§ **Data supplied**:
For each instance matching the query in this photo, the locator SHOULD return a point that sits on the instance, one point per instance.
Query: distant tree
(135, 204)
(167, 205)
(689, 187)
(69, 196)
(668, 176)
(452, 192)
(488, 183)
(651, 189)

§ **Exercise task**:
Rewrite the records, substituting "object" for each occurrence of "instance" and leaving every other character unchanged.

§ **Exercise output**:
For each object matching the query in this photo, the locator SHOULD return a point that sits on the object, one point per object.
Query: distant tree
(135, 204)
(167, 205)
(689, 187)
(69, 196)
(668, 176)
(452, 192)
(488, 183)
(651, 189)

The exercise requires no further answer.